The patch also applies and fixes the problem on the gcc-5-branch. I haven't tried with trunk.
Created attachment 40864 [details] A small self-contained testcase I have finally managed to put together a small self-contained testcase. Compile with -O2 -fno-ipa-sra to trigger the bug (under Wine), add -fno-ipa-cp to make it disappear.
I have proposed two ways to fix this on the mailing list: https://gcc.gnu.org/ml/gcc-patches/2017-03/msg00535.html (I have not yet looked at how much back-portable they are but I do not expect any issues.)
Author: jamborm Date: Thu Mar 30 13:51:02 2017 New Revision: 246589 URL: https://gcc.gnu.org/viewcvs?rev=246589&root=gcc&view=rev Log: [PR 77333] Fixup fntypes of gimple calls of clones 2017-03-30 Martin Jambor <mjambor@suse.cz> PR ipa/77333 * cgraph.h (cgraph_build_function_type_skip_args): Declare. * cgraph.c (redirect_call_stmt_to_callee): Set gimple fntype so that it reflects the signature changes performed at the callee side. * cgraphclones.c (build_function_type_skip_args): Make public, renamed to cgraph_build_function_type_skip_args. (build_function_decl_skip_args): Adjust call to the above function. testsuite/ * g++.dg/ipa/pr77333.C: New test. Added: trunk/gcc/testsuite/g++.dg/ipa/pr77333.C Modified: trunk/gcc/ChangeLog trunk/gcc/cgraph.c trunk/gcc/cgraph.h trunk/gcc/cgraphclones.c trunk/gcc/testsuite/ChangeLog
Fixed on trunk so far. I will prepare & test backports.

Data section
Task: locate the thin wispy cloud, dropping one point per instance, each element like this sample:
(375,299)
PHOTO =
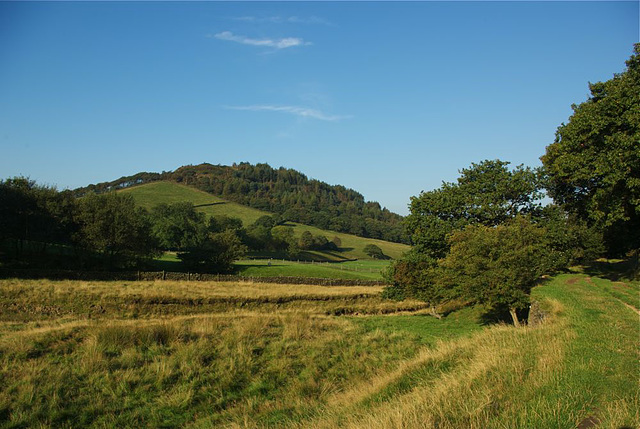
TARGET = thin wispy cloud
(284,19)
(287,42)
(304,112)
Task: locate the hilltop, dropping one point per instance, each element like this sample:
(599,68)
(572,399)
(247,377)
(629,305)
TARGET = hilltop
(151,194)
(286,192)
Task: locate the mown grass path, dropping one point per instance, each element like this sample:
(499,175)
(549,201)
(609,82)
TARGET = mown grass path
(109,354)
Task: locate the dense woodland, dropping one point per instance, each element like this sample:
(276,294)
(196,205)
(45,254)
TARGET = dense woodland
(41,227)
(486,238)
(283,191)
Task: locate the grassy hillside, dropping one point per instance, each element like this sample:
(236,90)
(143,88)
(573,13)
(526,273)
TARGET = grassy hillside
(151,194)
(170,354)
(154,193)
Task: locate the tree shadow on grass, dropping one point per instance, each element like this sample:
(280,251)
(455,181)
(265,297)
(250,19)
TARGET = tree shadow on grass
(496,315)
(613,270)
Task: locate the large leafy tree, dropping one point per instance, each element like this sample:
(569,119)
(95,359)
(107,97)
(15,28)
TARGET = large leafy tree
(35,213)
(215,254)
(497,266)
(178,226)
(487,193)
(593,165)
(112,224)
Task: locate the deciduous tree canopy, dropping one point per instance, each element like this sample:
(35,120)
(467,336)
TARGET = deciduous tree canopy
(594,163)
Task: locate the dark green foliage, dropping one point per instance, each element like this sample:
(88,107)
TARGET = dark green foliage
(30,212)
(413,277)
(374,251)
(215,254)
(487,193)
(286,192)
(497,266)
(178,226)
(570,241)
(594,163)
(222,223)
(113,225)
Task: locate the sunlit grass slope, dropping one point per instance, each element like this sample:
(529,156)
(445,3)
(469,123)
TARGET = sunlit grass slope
(150,194)
(190,354)
(361,269)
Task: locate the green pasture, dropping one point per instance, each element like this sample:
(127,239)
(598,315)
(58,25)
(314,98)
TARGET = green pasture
(151,194)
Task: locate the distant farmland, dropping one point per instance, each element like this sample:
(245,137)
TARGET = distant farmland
(151,194)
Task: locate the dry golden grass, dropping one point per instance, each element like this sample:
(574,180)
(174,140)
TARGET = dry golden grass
(294,364)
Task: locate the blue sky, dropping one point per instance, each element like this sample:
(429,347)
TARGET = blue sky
(386,98)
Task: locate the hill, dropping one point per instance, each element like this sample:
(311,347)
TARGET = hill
(150,194)
(286,192)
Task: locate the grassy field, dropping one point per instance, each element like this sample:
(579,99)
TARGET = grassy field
(150,194)
(201,355)
(361,269)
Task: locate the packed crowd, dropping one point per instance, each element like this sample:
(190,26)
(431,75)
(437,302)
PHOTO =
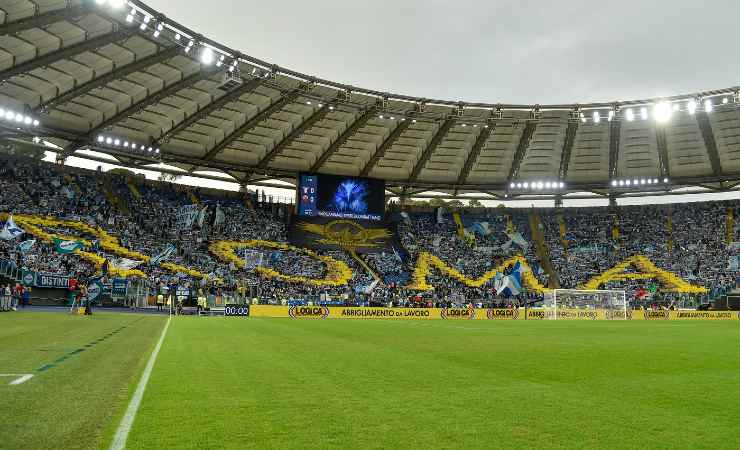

The tasks
1. Name every file that the commit log in the bug thread lists under "Modified:".
2. Reproduce word for word the part of the bug thread that opens with the words containing "Author: jamborm Date: Thu" and closes with "prepare & test backports.".
3. Answer these from the bug thread, each on its own line:
(a) What revision number does the commit have?
(b) On which branch does the patch also apply and fix the problem?
(c) Which option, added to the compile flags, makes the bug disappear?

Answers for the tasks
1.
trunk/gcc/ChangeLog
trunk/gcc/cgraph.c
trunk/gcc/cgraph.h
trunk/gcc/cgraphclones.c
trunk/gcc/testsuite/ChangeLog

2.
Author: jamborm Date: Thu Mar 30 13:51:02 2017 New Revision: 246589 URL: https://gcc.gnu.org/viewcvs?rev=246589&root=gcc&view=rev Log: [PR 77333] Fixup fntypes of gimple calls of clones 2017-03-30 Martin Jambor <mjambor@suse.cz> PR ipa/77333 * cgraph.h (cgraph_build_function_type_skip_args): Declare. * cgraph.c (redirect_call_stmt_to_callee): Set gimple fntype so that it reflects the signature changes performed at the callee side. * cgraphclones.c (build_function_type_skip_args): Make public, renamed to cgraph_build_function_type_skip_args. (build_function_decl_skip_args): Adjust call to the above function. testsuite/ * g++.dg/ipa/pr77333.C: New test. Added: trunk/gcc/testsuite/g++.dg/ipa/pr77333.C Modified: trunk/gcc/ChangeLog trunk/gcc/cgraph.c trunk/gcc/cgraph.h trunk/gcc/cgraphclones.c trunk/gcc/testsuite/ChangeLog
Fixed on trunk so far. I will prepare & test backports.

3.
(a) 246589
(b) The gcc-5-branch
(c) -fno-ipa-cp